WHAT NEEDS TO BE DONE
In the interrogation excerpt, where does Stano say he left the young woman after dragging her out of the car?
::: SELECTED EXCERPT :::
After providing Crow with so much extraneous detail, now Stano had jumped ahead and left out the most important part of his account.
“You disposed of the body,” Crow stated slowly. “What do you mean you disposed of the body?”
The sergeant tried to stay within the exasperatingly meandering rhythm of the interrogation. “Did you kill her in the car? Give me some details. What was she wearing when she was in the car? Give me some details.”
“I choked the young lady to death, and finding out that she was dead, I dragged her out of the car leaving her in some thickets on the side of the road, and then turning around and then just leaving,” Stano said. Again, though, Stano had skipped a critical part of his confession.
Crow just looked at him, and after a beat, asked point-blank : “Gerald, why did you kill her?”
Stano, though never at a loss for words, sat silently. No answer, only the slightest hint of contrition.
“Gerald, let me ask you again, why did you have to kill her, son?”
“Well, I was engaged at the time to a young lady, and this young girl, Nancy . . .”
Crow looked up. “Is that the name she used?”
“Yes. Yes. Nancy. And, uh, she started to sound like my future wife, bitching, bitching, bitching, and I wasn’t about to take it from anybody. . . . I just, I just went ahead and, uh, put my arms around her and just strangled her. I put my arms around her neck and strangled her.”
::: SOURCE INFORMATION :::
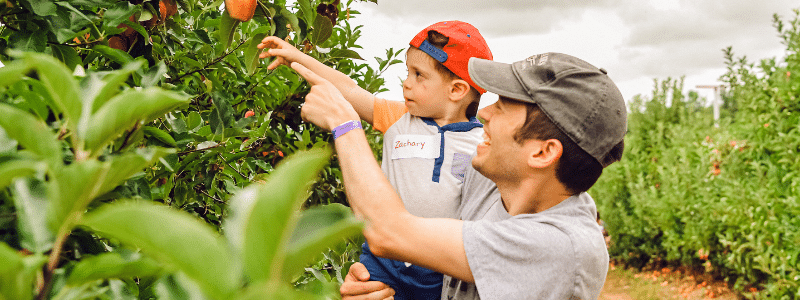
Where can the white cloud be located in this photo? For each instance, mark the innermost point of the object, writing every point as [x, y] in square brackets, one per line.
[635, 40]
:::
::: SOURCE INFORMATION :::
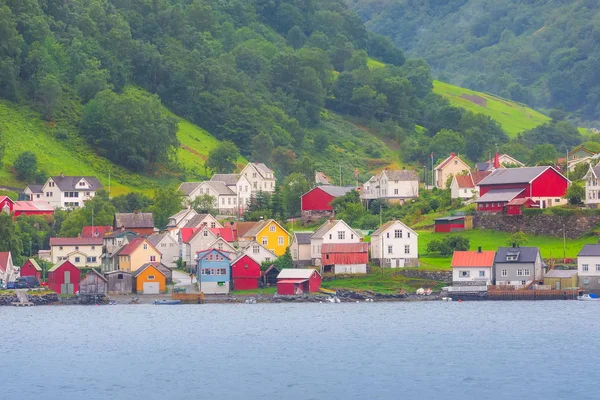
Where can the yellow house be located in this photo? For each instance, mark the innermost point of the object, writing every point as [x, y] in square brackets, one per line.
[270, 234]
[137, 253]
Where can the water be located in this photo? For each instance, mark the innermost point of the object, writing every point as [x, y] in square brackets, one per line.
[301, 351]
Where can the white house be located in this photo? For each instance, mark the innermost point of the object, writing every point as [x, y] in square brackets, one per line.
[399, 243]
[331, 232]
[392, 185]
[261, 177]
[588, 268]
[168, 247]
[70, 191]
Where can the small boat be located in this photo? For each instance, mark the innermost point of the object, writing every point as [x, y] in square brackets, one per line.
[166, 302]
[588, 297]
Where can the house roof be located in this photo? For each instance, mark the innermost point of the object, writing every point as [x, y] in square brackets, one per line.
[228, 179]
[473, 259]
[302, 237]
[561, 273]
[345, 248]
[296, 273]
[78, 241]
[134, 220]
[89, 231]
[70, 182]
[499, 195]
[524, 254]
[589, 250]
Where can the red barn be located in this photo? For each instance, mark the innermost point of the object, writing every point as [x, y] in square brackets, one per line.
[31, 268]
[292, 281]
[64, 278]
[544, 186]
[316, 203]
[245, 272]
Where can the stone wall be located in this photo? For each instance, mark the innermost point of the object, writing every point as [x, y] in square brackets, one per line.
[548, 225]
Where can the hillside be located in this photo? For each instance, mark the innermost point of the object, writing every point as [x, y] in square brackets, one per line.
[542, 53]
:::
EXERCISE RESPONSE
In some thickets on the side of the road.